■ What this task involves:
Count how many lines of the records below contain the string "tree", treating uppercase and lowercase as distinct. Reply with the number alone.
= = = = =
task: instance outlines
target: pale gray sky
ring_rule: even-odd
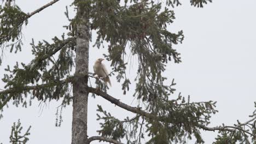
[[[16,3],[25,12],[31,12],[50,1],[23,0]],[[23,29],[25,45],[22,51],[16,55],[5,52],[0,67],[1,78],[7,65],[13,65],[17,61],[27,63],[32,59],[29,45],[32,38],[35,41],[50,40],[66,32],[62,27],[68,23],[63,13],[65,6],[70,5],[72,1],[60,1],[30,18],[28,25]],[[256,1],[214,0],[203,9],[191,7],[188,0],[183,1],[182,5],[174,9],[176,20],[168,28],[172,32],[184,31],[183,43],[176,46],[182,54],[183,62],[179,64],[169,63],[166,74],[170,80],[175,79],[177,93],[181,92],[184,96],[190,95],[191,100],[218,101],[219,112],[212,116],[211,126],[223,123],[231,125],[237,119],[241,122],[248,119],[248,116],[254,110],[253,101],[256,101]],[[70,9],[70,12],[72,11]],[[106,49],[98,50],[91,46],[91,71],[95,58],[102,57],[106,52]],[[106,63],[108,64],[109,63]],[[131,77],[134,77],[136,69],[134,67],[130,70],[129,75]],[[131,96],[133,91],[123,95],[120,84],[114,77],[111,80],[113,87],[109,91],[109,94],[130,104],[133,98]],[[0,82],[0,88],[3,86],[4,83]],[[132,85],[130,89],[134,87],[135,85]],[[177,93],[173,97],[176,95]],[[8,109],[5,107],[4,118],[0,120],[0,142],[9,143],[11,126],[20,118],[24,129],[30,125],[32,127],[28,143],[70,143],[71,105],[63,110],[64,121],[61,127],[54,125],[56,107],[61,102],[48,104],[42,115],[36,101],[26,109],[17,108],[11,104]],[[135,102],[132,104],[135,105]],[[99,125],[96,121],[97,104],[101,104],[119,118],[133,115],[130,112],[124,112],[101,98],[90,98],[89,136],[97,135],[96,130],[98,129]],[[211,143],[217,132],[206,131],[202,134],[206,143]],[[194,142],[191,140],[189,143]]]

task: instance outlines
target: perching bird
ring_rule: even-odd
[[[103,80],[107,84],[108,82],[111,86],[111,82],[110,81],[109,77],[108,75],[109,74],[106,68],[105,65],[102,63],[102,61],[104,60],[103,58],[98,58],[94,63],[94,73],[99,77],[103,78]]]

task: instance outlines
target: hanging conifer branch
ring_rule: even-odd
[[[125,109],[127,111],[131,111],[132,112],[138,114],[139,115],[144,116],[146,117],[147,117],[148,118],[152,118],[153,119],[155,119],[156,121],[159,121],[161,122],[163,122],[165,123],[170,123],[170,119],[166,119],[167,117],[165,117],[165,116],[156,116],[152,113],[148,113],[143,110],[141,110],[141,107],[132,107],[131,106],[129,106],[128,105],[126,105],[124,103],[123,103],[121,102],[119,100],[117,99],[114,98],[114,97],[112,97],[111,95],[108,94],[107,93],[104,93],[103,91],[100,91],[97,88],[94,88],[92,87],[88,87],[88,89],[90,93],[93,93],[97,95],[101,96],[101,97],[103,98],[104,99],[107,100],[108,101],[110,101],[110,103],[119,106],[121,108],[123,108],[124,109]],[[206,127],[206,125],[201,124],[201,123],[197,123],[196,125],[195,125],[195,127],[199,127],[201,129],[202,129],[205,130],[207,131],[215,131],[215,130],[219,130],[219,131],[228,131],[230,132],[233,132],[236,131],[236,130],[240,130],[254,137],[254,138],[256,137],[256,135],[253,134],[253,132],[252,131],[252,133],[248,132],[246,130],[243,130],[241,129],[240,127],[242,126],[243,126],[245,125],[249,124],[251,122],[253,122],[256,119],[256,115],[254,114],[253,118],[247,121],[246,122],[244,123],[241,123],[240,124],[238,124],[236,126],[219,126],[219,127]],[[207,122],[206,124],[208,124]]]
[[[117,140],[99,136],[94,136],[89,137],[88,139],[88,143],[91,143],[91,142],[96,140],[99,140],[100,141],[103,141],[108,142],[114,144],[124,144],[123,143],[119,142]]]
[[[22,93],[27,93],[30,91],[33,91],[33,93],[35,94],[35,91],[42,88],[47,87],[53,87],[55,86],[62,85],[64,83],[69,83],[72,81],[73,77],[68,77],[65,80],[61,80],[55,82],[49,82],[36,86],[26,86],[23,87],[13,88],[0,92],[0,110],[2,110],[7,103],[14,97]],[[36,96],[37,97],[37,96]]]

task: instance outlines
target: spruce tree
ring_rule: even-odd
[[[0,46],[2,50],[9,47],[11,52],[17,52],[22,49],[22,28],[27,25],[29,18],[59,0],[29,14],[22,12],[14,0],[3,1],[0,7]],[[192,6],[202,8],[212,1],[190,2]],[[175,33],[166,28],[175,19],[172,8],[181,4],[179,0],[74,0],[72,5],[77,11],[75,16],[70,19],[67,10],[65,13],[70,22],[65,26],[68,33],[53,38],[52,43],[32,40],[34,59],[28,64],[17,62],[14,68],[6,68],[2,79],[5,89],[0,92],[0,110],[10,104],[11,99],[17,106],[30,105],[34,99],[61,100],[64,106],[72,104],[72,144],[95,140],[142,143],[141,140],[145,137],[148,137],[147,143],[186,143],[184,140],[192,137],[196,143],[202,143],[201,130],[219,131],[214,143],[256,143],[256,110],[245,122],[209,127],[211,116],[218,111],[216,101],[191,102],[189,97],[181,94],[175,99],[170,97],[176,90],[176,83],[163,73],[168,62],[182,62],[173,45],[181,43],[184,35],[182,31]],[[129,96],[143,103],[143,107],[130,106],[110,95],[102,78],[89,73],[91,31],[97,32],[95,46],[100,48],[103,43],[108,44],[108,53],[104,57],[113,68],[110,76],[121,85],[124,95],[130,90],[131,83],[136,83],[134,94]],[[129,52],[138,64],[135,80],[126,75],[129,62],[124,57]],[[56,55],[55,59],[53,56]],[[73,68],[75,70],[72,74]],[[94,87],[89,85],[90,79],[96,79]],[[101,129],[98,136],[88,137],[89,94],[101,97],[136,116],[118,119],[98,105],[97,120],[101,122]],[[128,125],[131,128],[127,129]],[[143,127],[145,131],[142,130]]]

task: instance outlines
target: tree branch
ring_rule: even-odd
[[[43,56],[40,56],[39,57],[36,57],[35,59],[32,60],[32,61],[30,63],[31,64],[31,69],[33,70],[42,61],[45,60],[46,59],[50,58],[53,55],[57,53],[59,51],[61,50],[62,47],[63,47],[66,44],[68,44],[70,41],[72,40],[75,40],[75,37],[71,37],[68,38],[66,40],[63,40],[63,42],[62,44],[58,45],[58,47],[57,47],[55,49],[53,50],[53,51],[50,52],[49,53],[47,53],[47,55],[45,55]]]
[[[72,82],[72,80],[73,77],[69,77],[65,80],[62,80],[57,82],[49,82],[36,86],[26,86],[22,88],[12,88],[5,89],[0,92],[0,99],[2,99],[6,94],[11,93],[21,93],[24,91],[28,91],[33,89],[40,89],[43,87],[53,87],[53,86],[57,86],[57,85],[62,85],[65,83],[69,83]],[[15,94],[11,94],[8,95],[8,97],[7,97],[7,98],[5,98],[5,100],[3,103],[1,103],[0,101],[0,110],[2,110],[2,109],[3,109],[3,107],[6,105],[6,104],[11,99],[11,98],[13,98],[13,97],[15,95]]]
[[[163,122],[167,122],[163,118],[163,117],[161,117],[158,116],[156,116],[155,115],[153,115],[152,113],[148,113],[143,110],[142,110],[141,108],[139,107],[132,107],[130,105],[126,105],[124,103],[123,103],[122,102],[120,101],[119,100],[117,99],[111,95],[109,95],[108,94],[104,93],[104,92],[101,91],[99,89],[95,88],[93,87],[88,87],[88,90],[90,93],[95,93],[98,95],[101,96],[101,97],[103,98],[104,99],[108,100],[110,103],[115,104],[116,105],[118,106],[119,107],[123,108],[124,109],[125,109],[127,111],[132,112],[133,113],[137,113],[141,115],[142,116],[145,116],[147,118],[153,118],[154,119],[156,119],[159,121],[161,121]],[[256,135],[254,135],[252,133],[249,133],[246,130],[243,130],[242,129],[241,129],[240,128],[240,126],[241,125],[244,125],[246,124],[246,123],[249,123],[250,122],[252,122],[254,120],[256,119],[256,116],[255,116],[252,119],[248,121],[245,123],[242,123],[241,124],[238,125],[236,127],[234,127],[234,126],[219,126],[219,127],[206,127],[206,125],[204,125],[202,124],[198,124],[197,127],[200,128],[202,129],[205,130],[207,130],[207,131],[214,131],[214,130],[219,130],[219,131],[228,131],[230,132],[233,132],[235,131],[236,130],[242,130],[244,131],[245,133],[246,133],[254,137],[256,137]]]
[[[115,144],[124,144],[123,143],[119,142],[117,140],[99,136],[94,136],[89,138],[88,143],[90,143],[91,142],[95,140],[103,141]]]
[[[30,17],[32,16],[33,15],[36,14],[36,13],[39,13],[40,11],[41,11],[42,10],[44,9],[45,8],[46,8],[49,7],[49,6],[51,6],[51,5],[54,4],[54,3],[55,3],[56,2],[57,2],[59,1],[60,1],[60,0],[54,0],[54,1],[49,2],[49,3],[44,5],[44,6],[40,7],[40,8],[36,10],[35,11],[32,12],[31,13],[28,13],[27,14],[27,19],[30,18]]]

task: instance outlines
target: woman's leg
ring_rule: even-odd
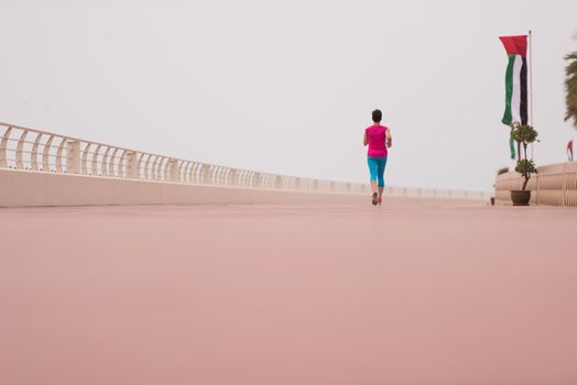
= = = = =
■ Reply to the task:
2